Work instructions = Give back every line of the data below exactly.

____ Records supplied

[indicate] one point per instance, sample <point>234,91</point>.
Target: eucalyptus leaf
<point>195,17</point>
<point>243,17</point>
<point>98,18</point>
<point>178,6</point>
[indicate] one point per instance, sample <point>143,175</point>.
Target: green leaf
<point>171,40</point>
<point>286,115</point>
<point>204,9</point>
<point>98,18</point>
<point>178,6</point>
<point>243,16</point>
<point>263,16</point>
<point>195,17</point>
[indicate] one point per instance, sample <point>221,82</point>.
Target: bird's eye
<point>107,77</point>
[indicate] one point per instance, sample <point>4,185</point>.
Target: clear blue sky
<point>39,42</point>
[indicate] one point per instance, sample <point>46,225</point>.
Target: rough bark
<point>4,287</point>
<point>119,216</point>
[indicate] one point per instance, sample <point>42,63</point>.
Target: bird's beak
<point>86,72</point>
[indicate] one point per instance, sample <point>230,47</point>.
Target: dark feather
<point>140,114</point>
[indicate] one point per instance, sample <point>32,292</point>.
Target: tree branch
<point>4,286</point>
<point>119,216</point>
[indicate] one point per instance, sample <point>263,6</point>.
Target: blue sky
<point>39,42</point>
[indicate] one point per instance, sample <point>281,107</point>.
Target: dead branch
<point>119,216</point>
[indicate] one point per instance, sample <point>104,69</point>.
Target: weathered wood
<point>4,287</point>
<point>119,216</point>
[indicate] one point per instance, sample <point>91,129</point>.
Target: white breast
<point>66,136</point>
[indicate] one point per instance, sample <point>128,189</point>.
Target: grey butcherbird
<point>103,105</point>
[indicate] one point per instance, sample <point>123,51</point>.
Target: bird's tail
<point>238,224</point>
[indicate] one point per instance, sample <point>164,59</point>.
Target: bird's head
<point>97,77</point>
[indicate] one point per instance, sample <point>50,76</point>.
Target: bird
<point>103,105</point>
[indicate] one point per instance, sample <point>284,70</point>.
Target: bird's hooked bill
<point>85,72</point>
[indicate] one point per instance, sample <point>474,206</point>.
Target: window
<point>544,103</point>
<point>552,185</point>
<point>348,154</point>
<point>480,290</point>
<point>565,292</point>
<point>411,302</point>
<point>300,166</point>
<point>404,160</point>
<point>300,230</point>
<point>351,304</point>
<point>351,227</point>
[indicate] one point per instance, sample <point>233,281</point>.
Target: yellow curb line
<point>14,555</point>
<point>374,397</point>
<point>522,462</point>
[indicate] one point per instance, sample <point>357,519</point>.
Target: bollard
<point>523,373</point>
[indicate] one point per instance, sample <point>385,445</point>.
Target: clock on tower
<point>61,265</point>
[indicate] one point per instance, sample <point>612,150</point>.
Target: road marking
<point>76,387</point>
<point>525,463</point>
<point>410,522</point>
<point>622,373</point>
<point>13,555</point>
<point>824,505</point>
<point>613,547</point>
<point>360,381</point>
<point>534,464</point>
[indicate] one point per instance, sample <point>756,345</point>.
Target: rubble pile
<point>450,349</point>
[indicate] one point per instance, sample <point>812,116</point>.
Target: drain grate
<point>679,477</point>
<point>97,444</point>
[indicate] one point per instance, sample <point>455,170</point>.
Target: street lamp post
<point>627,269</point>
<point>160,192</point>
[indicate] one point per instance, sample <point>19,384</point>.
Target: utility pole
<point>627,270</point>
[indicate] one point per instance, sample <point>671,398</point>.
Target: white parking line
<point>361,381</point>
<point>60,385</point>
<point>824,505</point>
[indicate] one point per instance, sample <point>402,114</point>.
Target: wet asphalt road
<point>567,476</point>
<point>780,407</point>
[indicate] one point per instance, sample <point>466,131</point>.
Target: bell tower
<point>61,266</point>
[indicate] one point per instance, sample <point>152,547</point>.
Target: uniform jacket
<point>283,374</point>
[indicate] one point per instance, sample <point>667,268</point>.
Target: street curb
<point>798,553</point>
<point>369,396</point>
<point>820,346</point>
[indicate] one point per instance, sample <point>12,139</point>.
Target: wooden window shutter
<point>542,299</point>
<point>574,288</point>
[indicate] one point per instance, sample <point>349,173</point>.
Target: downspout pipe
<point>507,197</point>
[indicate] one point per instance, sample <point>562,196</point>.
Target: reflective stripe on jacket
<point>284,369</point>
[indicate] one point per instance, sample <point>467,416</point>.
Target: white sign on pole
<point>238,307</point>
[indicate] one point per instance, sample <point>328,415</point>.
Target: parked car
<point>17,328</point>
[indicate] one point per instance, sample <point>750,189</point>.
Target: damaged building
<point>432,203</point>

________

Answer =
[indicate] one point per instance, sample <point>234,91</point>.
Target: eucalyptus leaf
<point>195,17</point>
<point>243,17</point>
<point>98,18</point>
<point>178,6</point>
[indicate] one point per instance, sample <point>143,175</point>.
Target: green leaf
<point>171,40</point>
<point>286,115</point>
<point>204,9</point>
<point>98,18</point>
<point>178,6</point>
<point>243,16</point>
<point>263,16</point>
<point>195,17</point>
[indicate] one point per instance, sample <point>221,82</point>.
Target: bird's eye
<point>107,77</point>
[indicate] one point per instance, sample <point>4,185</point>.
Target: clear blue sky
<point>39,42</point>
[indicate] one point per instance, sample <point>46,225</point>.
Target: rough bark
<point>4,287</point>
<point>119,216</point>
[indicate] one point per instance, sample <point>42,63</point>.
Target: bird's beak
<point>86,72</point>
[indicate] one point per instance, sample <point>230,47</point>.
Target: dark feather
<point>140,114</point>
[indicate] one point per instance, sample <point>32,292</point>.
Target: tree branch
<point>4,286</point>
<point>119,216</point>
[indicate] one point per instance, sample <point>263,6</point>.
Target: blue sky
<point>39,42</point>
[indicate] one point per instance, sample <point>281,107</point>.
Target: dead branch
<point>119,216</point>
[indicate] one point per instance, sample <point>104,69</point>.
Target: weathered wood
<point>4,287</point>
<point>119,216</point>
[indicate] one point per instance, sample <point>91,129</point>.
Target: white breast
<point>66,136</point>
[indicate] one point per instance, sample <point>128,189</point>.
Target: grey butcherbird
<point>103,105</point>
[indicate] one point per instance, sample <point>123,51</point>.
Target: bird's tail
<point>238,224</point>
[indicate] one point per instance, sample <point>164,59</point>.
Target: bird's head
<point>97,77</point>
[indicate] one point per instance, sample <point>50,76</point>.
Target: bird
<point>103,105</point>
[indicate] one point per instance, sample <point>284,70</point>.
Target: bird's hooked bill
<point>85,72</point>
[indicate] one point per instance, sample <point>474,206</point>.
Target: window
<point>544,103</point>
<point>552,185</point>
<point>348,154</point>
<point>480,290</point>
<point>565,292</point>
<point>411,302</point>
<point>300,166</point>
<point>404,160</point>
<point>300,230</point>
<point>351,304</point>
<point>351,227</point>
[indicate] one point per instance, sample <point>233,281</point>.
Target: yellow curb line
<point>14,555</point>
<point>374,397</point>
<point>522,462</point>
[indicate] one point per instance, sample <point>357,519</point>.
Target: bollard
<point>523,373</point>
[indicate] one point per instance, sample <point>385,445</point>.
Target: clock on tower
<point>61,265</point>
[indicate] one point per instance, sample <point>612,150</point>.
Target: road marking
<point>76,387</point>
<point>525,463</point>
<point>410,522</point>
<point>622,373</point>
<point>13,555</point>
<point>824,505</point>
<point>613,547</point>
<point>360,381</point>
<point>534,464</point>
[indicate] one point per instance, sample <point>756,345</point>.
Target: rubble pile
<point>450,349</point>
[indicate] one point per instance, sample <point>812,116</point>.
Target: drain grate
<point>679,477</point>
<point>97,444</point>
[indicate] one point per instance, sample <point>455,170</point>.
Target: street lamp post
<point>627,269</point>
<point>160,192</point>
[indicate] one point per instance, sample <point>19,384</point>.
Target: utility pole
<point>627,270</point>
[indicate] one point per instance, sample <point>671,398</point>.
Target: white parking line
<point>361,381</point>
<point>60,385</point>
<point>824,505</point>
[indicate] one point per instance, sample <point>402,114</point>.
Target: wet asphalt road
<point>567,476</point>
<point>780,407</point>
[indicate] one point per instance, sample <point>466,131</point>.
Target: bell tower
<point>61,266</point>
[indicate] one point per instance, sample <point>152,547</point>.
Target: uniform jacket
<point>283,374</point>
[indicate] one point per instance, sample <point>667,268</point>.
Target: street curb
<point>798,553</point>
<point>369,396</point>
<point>820,346</point>
[indicate] one point per instance, sample <point>12,139</point>.
Target: wooden window shutter
<point>542,299</point>
<point>574,288</point>
[indicate] one point per instance, sample <point>349,173</point>.
Target: downspout pipe
<point>507,197</point>
[indicate] one point per instance, sample <point>562,196</point>.
Target: reflective stripe on jacket
<point>284,369</point>
[indicate] one point per instance, sample <point>467,416</point>.
Target: white sign on pole
<point>238,307</point>
[indicate] one point per instance, sample <point>328,415</point>.
Target: parked car
<point>17,328</point>
[indicate] one point per instance, sample <point>750,189</point>.
Target: damaged building
<point>432,203</point>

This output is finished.